Update the material below so that every "Target" reads "Object" instead, and keep every other line and character the same.

### Items in a dataset
-- START --

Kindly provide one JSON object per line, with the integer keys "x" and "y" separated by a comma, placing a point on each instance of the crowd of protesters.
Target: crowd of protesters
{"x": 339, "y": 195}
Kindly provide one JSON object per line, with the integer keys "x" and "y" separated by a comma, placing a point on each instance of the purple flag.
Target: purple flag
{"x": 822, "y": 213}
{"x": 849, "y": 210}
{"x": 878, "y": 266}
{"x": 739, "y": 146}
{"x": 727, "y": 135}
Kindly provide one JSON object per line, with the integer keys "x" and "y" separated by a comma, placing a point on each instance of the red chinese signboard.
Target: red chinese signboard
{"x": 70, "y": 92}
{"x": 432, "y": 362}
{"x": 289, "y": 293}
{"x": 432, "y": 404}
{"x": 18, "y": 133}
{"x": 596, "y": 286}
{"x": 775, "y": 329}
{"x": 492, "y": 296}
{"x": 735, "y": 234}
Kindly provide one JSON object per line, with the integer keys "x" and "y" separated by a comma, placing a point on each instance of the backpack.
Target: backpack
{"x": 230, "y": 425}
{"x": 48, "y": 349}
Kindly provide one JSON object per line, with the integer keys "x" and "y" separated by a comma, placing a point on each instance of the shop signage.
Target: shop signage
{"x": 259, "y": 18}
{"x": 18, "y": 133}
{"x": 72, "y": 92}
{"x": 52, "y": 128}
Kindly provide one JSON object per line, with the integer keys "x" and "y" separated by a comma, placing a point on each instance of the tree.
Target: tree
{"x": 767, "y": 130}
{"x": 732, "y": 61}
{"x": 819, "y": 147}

-- END --

### Written solution
Kindly provide one JSON object per line, with the integer keys "x" and "y" separated by a comma, placing a point on each instance of the crowd of protesters.
Object: crowd of protesters
{"x": 339, "y": 195}
Kindly provide one JSON object per line, with the integer keys "x" and "y" separated by a comma, placing a point on each instance of the purple flag.
Object: purple flag
{"x": 822, "y": 213}
{"x": 849, "y": 210}
{"x": 878, "y": 266}
{"x": 739, "y": 146}
{"x": 727, "y": 135}
Kindly provide one JSON object per line, with the integer keys "x" and "y" separated by a comma, placing a point on each instance of the red chinese signboard.
Object: red chinese signboard
{"x": 70, "y": 92}
{"x": 432, "y": 362}
{"x": 289, "y": 293}
{"x": 432, "y": 404}
{"x": 18, "y": 133}
{"x": 596, "y": 286}
{"x": 775, "y": 329}
{"x": 492, "y": 296}
{"x": 735, "y": 234}
Kindly provide one JSON object per line, with the integer keys "x" and "y" separated by a comma, placing a point on each instance of the backpack.
Object: backpack
{"x": 230, "y": 425}
{"x": 48, "y": 349}
Kindly provide one JSON object per line, with the integer keys "x" and "y" separated by a comma, placing a point on each instance of the shop signage.
Object: shop signage
{"x": 259, "y": 18}
{"x": 18, "y": 133}
{"x": 72, "y": 92}
{"x": 52, "y": 128}
Kindly provide one JSON object per line, with the integer keys "x" and "y" separated by a comma, placing a point on each instance of the tree.
Object: tree
{"x": 767, "y": 130}
{"x": 732, "y": 61}
{"x": 819, "y": 147}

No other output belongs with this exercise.